(Natural language region descriptions)
....................
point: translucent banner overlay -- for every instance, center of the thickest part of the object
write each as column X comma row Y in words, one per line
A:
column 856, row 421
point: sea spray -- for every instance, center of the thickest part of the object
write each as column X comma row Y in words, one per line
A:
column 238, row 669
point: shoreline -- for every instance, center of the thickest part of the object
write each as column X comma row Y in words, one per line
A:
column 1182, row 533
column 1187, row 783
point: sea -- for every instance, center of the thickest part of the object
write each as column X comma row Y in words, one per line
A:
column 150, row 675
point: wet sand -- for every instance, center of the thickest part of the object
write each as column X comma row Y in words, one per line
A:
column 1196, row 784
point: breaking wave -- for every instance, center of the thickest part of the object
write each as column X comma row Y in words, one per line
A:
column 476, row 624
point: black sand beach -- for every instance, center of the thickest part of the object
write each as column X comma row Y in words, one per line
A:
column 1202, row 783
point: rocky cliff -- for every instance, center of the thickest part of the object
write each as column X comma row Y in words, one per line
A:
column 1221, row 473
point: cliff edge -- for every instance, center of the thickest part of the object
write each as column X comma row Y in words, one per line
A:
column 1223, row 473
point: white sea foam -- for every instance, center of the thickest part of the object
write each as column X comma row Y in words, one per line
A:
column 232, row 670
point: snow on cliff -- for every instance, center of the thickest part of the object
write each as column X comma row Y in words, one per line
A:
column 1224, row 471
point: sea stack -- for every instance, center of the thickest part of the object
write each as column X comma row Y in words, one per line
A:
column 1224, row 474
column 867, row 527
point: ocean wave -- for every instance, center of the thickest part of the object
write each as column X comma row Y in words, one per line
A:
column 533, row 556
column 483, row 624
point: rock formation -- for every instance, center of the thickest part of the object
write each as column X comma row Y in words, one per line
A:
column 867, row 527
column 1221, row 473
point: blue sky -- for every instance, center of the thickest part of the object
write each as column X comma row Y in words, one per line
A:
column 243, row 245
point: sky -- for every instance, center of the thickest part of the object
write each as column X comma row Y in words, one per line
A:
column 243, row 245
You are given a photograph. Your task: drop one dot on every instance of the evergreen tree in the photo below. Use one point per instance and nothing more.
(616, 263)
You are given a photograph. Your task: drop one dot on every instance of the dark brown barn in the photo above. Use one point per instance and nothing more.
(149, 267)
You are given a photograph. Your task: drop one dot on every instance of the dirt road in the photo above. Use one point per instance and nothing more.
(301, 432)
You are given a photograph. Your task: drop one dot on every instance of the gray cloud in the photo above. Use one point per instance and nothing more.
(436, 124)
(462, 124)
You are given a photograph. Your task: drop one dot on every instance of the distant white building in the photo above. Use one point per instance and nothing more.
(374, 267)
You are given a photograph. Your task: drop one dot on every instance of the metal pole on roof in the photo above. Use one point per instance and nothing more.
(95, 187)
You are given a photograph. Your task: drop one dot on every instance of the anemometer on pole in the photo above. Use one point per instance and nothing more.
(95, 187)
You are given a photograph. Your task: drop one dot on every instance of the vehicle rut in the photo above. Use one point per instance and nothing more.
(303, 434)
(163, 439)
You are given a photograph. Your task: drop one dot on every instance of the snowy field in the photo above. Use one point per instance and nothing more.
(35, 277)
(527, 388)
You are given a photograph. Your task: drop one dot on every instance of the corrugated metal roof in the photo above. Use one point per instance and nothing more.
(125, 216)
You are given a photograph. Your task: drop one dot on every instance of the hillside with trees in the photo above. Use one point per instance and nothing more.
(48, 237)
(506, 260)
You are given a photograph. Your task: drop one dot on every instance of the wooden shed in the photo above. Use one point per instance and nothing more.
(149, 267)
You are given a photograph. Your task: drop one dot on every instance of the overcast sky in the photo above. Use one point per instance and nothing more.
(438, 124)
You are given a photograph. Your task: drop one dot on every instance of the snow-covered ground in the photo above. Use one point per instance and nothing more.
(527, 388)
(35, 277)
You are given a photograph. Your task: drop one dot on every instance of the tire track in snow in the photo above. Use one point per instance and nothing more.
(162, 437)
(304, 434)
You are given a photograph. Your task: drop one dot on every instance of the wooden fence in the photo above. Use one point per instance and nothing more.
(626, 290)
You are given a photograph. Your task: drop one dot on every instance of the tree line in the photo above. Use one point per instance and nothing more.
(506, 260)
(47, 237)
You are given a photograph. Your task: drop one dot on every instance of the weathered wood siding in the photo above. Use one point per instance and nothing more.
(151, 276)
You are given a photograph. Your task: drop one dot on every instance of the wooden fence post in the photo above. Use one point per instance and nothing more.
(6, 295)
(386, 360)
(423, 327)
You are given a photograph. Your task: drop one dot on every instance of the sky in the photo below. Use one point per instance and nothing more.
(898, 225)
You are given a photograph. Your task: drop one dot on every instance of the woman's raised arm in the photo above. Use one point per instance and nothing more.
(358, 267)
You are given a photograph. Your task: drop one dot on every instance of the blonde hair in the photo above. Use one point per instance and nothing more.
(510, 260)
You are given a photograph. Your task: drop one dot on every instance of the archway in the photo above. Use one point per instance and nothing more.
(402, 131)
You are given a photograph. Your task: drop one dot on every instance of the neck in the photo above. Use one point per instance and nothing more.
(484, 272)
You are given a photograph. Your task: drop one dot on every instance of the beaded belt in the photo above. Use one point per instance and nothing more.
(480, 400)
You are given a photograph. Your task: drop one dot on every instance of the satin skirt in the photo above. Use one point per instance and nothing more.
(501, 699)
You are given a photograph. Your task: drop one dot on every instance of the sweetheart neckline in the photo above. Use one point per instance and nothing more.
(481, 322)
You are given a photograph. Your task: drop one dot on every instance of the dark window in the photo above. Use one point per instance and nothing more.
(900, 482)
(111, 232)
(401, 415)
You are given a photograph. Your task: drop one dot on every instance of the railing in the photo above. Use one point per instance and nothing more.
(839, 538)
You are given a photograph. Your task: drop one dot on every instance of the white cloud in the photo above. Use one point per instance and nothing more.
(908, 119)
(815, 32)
....................
Reproduce the data above in full. Leave nothing out.

» ANSWER SPACE
point: translucent banner overlay -- for every instance, center of the thickest part of the object
write each as column X comma row Y in words, one per line
A:
column 856, row 421
point: sea spray -- for every instance, center of the thickest part of the object
write each as column X comma row Y in words, one per line
A:
column 238, row 669
point: shoreline -- for every instance, center of the thickest part of the object
write each as column X comma row Y in words, one per line
A:
column 1182, row 533
column 1187, row 783
point: sea -- for every instance, center of the thickest part of the object
write each as column X comma row Y in words, one per line
A:
column 150, row 675
point: wet sand -- for every instance, center of the thickest part of the object
write each as column X comma row Y in words, one per line
A:
column 1196, row 784
point: breaking wave -- for every instance, center of the thickest part of the object
write each as column X comma row Y in words, one per line
A:
column 476, row 624
point: black sand beach -- for every instance, center of the thickest part of the object
write each as column X comma row Y in words, one per line
A:
column 1202, row 783
point: rocky cliff -- for every instance, center of the thickest part of the object
write each as column X comma row Y in words, one per line
A:
column 1221, row 473
point: cliff edge -- for every instance, center of the thickest part of the object
write each as column X comma row Y in words, one per line
A:
column 1223, row 473
point: white sea foam -- for every instance, center of the thickest part of the object
write each as column X comma row Y in words, one per line
A:
column 232, row 670
point: snow on cliff -- for every instance, center of the thickest part of the object
write each as column X comma row Y in words, one per line
A:
column 1224, row 471
point: sea stack -- for every instance, center of the thickest part of the object
write each as column X comma row Y in words, one per line
A:
column 1224, row 474
column 867, row 527
point: ocean wave -- for every instance, center of the thickest part of the object
write each as column X comma row Y in words, one per line
A:
column 533, row 556
column 483, row 624
point: rock formation -- for every instance, center of the thickest part of the object
write each as column X comma row Y in words, one per line
A:
column 867, row 527
column 1221, row 473
point: blue sky -- for every instance, center of the thickest part of the object
write each as column X comma row Y in words, one per line
A:
column 243, row 245
point: sky -- for every instance, center of the thickest part of the object
write each as column X comma row Y in words, one per line
A:
column 243, row 245
You are given a photograph. Your task: drop one dot on every instance of the evergreen tree in the photo below. Use one point per instance and nothing more.
(616, 263)
You are given a photograph. Your task: drop one dot on every instance of the dark brown barn in the photo above. Use one point per instance and nothing more.
(149, 267)
You are given a photograph. Your task: drop one dot on every instance of the dirt road in the photo above. Use one point per instance and nothing more.
(301, 432)
You are given a photograph. Your task: drop one dot on every instance of the gray cloud in the photo above. Use one point per instance and nothing more.
(436, 124)
(462, 124)
You are given a photograph. Your task: drop one dot on every instance of the distant white building in the photo above. Use one point per instance and nothing more.
(374, 267)
You are given a photograph. Your task: drop one dot on every instance of the metal pole on roof in the photo above. Use one point per instance and nothing more.
(95, 187)
You are given a photograph. Your task: drop one dot on every instance of the anemometer on pole in the photo above. Use one point per instance and nothing more.
(95, 187)
You are given a photograph. Your task: drop one dot on every instance of the vehicle rut in the photo above. Use one point per instance and nothing more.
(303, 434)
(163, 439)
You are given a photograph. Your task: drop one dot on every instance of the snowy field in the photo above. Use one point per instance and nothing more.
(35, 277)
(527, 388)
You are given a photograph. Your task: drop one dot on every instance of the corrugated metal roof in the photo above. Use one point per instance and nothing more.
(125, 216)
You are given a photograph. Your task: drop one dot on every instance of the hillside with trees in the photo above. Use one point per instance and nothing more.
(48, 237)
(506, 260)
You are given a photograph. Your task: drop one dot on every instance of the wooden shed in the photo above. Use one point per instance and nothing more.
(149, 267)
You are given a photograph. Your task: drop one dot on every instance of the overcast sky in the photo above. Use one point per instance and nothing more.
(438, 124)
You are given a photograph. Your task: drop one dot on every instance of the snow-covered ground in the photo above. Use one point per instance and nothing more.
(527, 388)
(35, 277)
You are given a photograph. Your task: drop one dot on every instance of the tire track in snow in the photo above. Use one point per instance and nothing more.
(162, 437)
(304, 434)
You are given a photograph. Your task: drop one dot on every instance of the wooden fence in the photo above. Use one point per instance and nothing more.
(626, 290)
You are given a photograph. Your task: drop one dot on every instance of the tree line in the photo above. Use one point per instance and nothing more.
(506, 260)
(47, 237)
You are given a photograph. Your task: drop one dot on every instance of the weathered wood siding in the photo above. Use one point per instance and nothing more.
(151, 276)
You are given a photograph. Your task: drop one dot on every instance of the wooden fence post in the photo above. Use one point per instance and nothing more.
(6, 295)
(386, 360)
(423, 327)
You are given a photograph. Your task: drop one dot on every instance of the sky in the photo below. Use one point per instance and nothing more.
(898, 225)
You are given a photograph. Your task: drop one dot on every instance of the woman's raised arm in the photo above. Use one point per instance and nothing more.
(358, 267)
You are given a photograph. Your task: drop one dot on every instance of the blonde hair in the photo above. Use one point per instance and nothing more.
(510, 260)
You are given a photograph. Your task: drop one dot on every instance of the archway in the photo above. Use one point per instance and nothing more.
(402, 131)
You are given a photograph. Your task: drop one dot on every instance of the neck in the photo above. Use one point per instance and nothing more.
(484, 272)
You are given a photograph. Your task: drop one dot on every instance of the beaded belt in the photo above. Use one point per instance and nothing more.
(480, 400)
You are given a photograph. Your task: drop one dot on every instance of the satin skirt in the photo above. Use one point per instance and nothing more.
(501, 699)
You are given a photograph. Your task: drop one dot on every instance of the sweetheart neckline in the photo above. Use one point per instance and nothing more.
(481, 322)
You are given a photograph. Your task: drop one dot on every instance of the dark window in the photo above. Use one point per instance and nothing more.
(900, 482)
(111, 232)
(401, 415)
You are given a photograph. Your task: drop one dot on every instance of the railing in the photo above. Use one point per instance and nothing more.
(839, 538)
You are given a photograph. Your task: drop one dot on every instance of the white cloud in the photo above. Use one point per instance and nothing more.
(908, 119)
(815, 32)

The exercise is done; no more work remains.